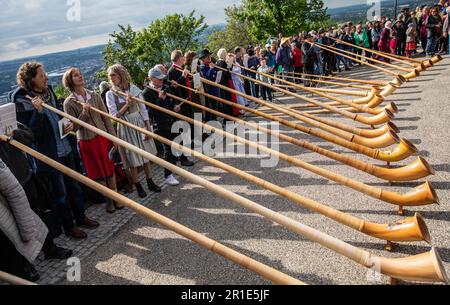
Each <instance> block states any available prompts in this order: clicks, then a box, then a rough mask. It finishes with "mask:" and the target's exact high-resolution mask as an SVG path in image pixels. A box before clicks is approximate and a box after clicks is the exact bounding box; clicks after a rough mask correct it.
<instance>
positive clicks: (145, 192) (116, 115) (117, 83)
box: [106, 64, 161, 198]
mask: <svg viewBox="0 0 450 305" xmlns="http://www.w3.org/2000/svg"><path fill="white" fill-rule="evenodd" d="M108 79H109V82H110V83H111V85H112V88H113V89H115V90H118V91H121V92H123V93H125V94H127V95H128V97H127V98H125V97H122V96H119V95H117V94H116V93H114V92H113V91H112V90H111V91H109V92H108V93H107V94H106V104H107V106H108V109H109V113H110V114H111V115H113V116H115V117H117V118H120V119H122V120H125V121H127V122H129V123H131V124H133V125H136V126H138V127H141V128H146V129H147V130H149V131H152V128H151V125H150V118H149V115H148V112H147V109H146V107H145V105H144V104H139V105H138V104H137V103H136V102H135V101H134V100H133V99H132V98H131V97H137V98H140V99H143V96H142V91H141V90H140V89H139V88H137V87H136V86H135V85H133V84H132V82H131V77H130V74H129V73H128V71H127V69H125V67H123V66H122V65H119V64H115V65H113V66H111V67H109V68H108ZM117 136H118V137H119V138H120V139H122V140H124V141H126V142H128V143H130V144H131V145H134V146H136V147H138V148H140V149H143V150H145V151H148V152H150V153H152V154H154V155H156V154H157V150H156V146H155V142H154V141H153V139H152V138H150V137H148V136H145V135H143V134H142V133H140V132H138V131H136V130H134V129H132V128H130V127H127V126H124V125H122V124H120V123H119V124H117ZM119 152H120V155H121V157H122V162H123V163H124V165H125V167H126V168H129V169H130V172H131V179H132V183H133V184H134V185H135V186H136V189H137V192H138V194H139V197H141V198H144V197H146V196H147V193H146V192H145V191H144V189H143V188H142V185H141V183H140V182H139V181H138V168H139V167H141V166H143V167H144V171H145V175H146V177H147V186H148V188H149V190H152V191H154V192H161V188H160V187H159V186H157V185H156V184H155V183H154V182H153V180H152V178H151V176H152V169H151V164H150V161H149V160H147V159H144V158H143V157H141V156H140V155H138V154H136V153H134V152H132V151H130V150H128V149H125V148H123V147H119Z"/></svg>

§

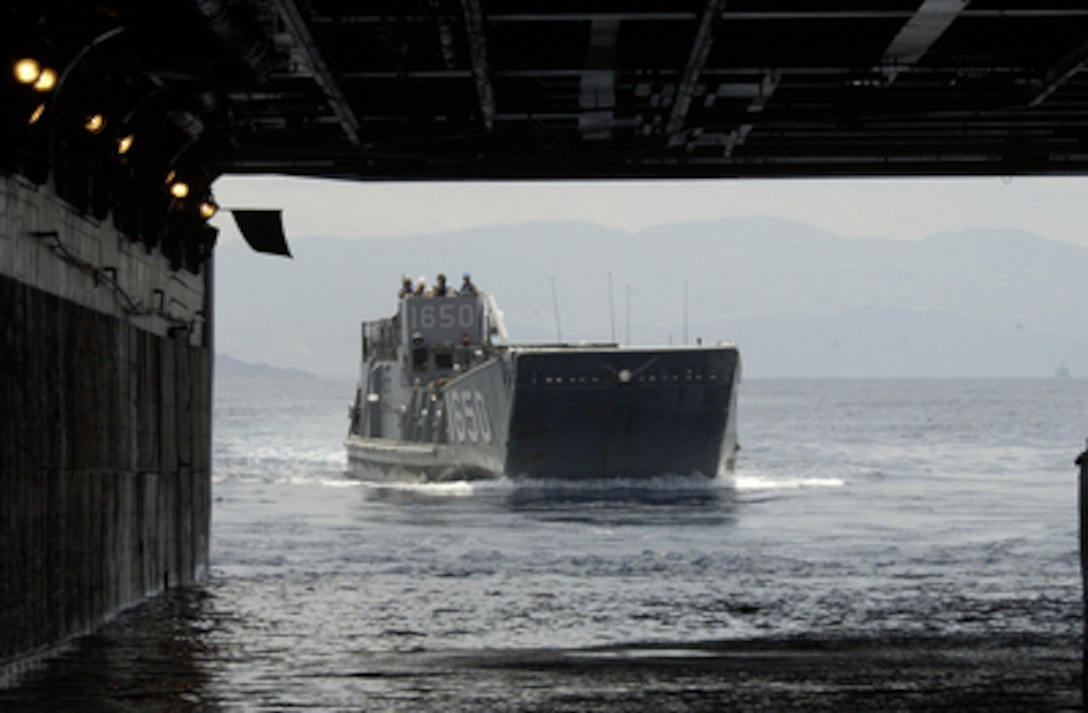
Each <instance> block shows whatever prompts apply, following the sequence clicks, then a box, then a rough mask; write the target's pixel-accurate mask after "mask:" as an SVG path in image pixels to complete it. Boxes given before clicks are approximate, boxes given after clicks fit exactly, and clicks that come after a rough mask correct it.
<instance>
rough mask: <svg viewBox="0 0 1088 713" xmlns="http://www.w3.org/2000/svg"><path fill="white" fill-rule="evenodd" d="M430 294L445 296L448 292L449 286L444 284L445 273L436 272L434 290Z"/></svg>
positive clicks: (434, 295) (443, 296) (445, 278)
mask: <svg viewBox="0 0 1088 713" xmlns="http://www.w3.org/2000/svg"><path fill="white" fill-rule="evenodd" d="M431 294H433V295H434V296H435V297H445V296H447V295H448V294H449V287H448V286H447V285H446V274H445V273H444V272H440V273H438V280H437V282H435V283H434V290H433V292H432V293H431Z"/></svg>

§

■ **Description of the task**
Repeat the lines word for word, starting at the line containing "Each <instance> block shows" and ending at the line containing "rough mask: <svg".

■ **Result for this task**
Each <instance> block shows whatever prompts apply, following the sequence clicks, then a box, then a rough mask; write the target's pixel-accurate mask after "mask:" as an SVG path in image pixels to complete it. Boxes given before clicks are approximate, boxes given after clicks fit exactly, and clicks that come after a rough mask correct it.
<instance>
rough mask: <svg viewBox="0 0 1088 713" xmlns="http://www.w3.org/2000/svg"><path fill="white" fill-rule="evenodd" d="M430 294L445 296L448 292L449 286L444 284L445 273L436 272L434 290Z"/></svg>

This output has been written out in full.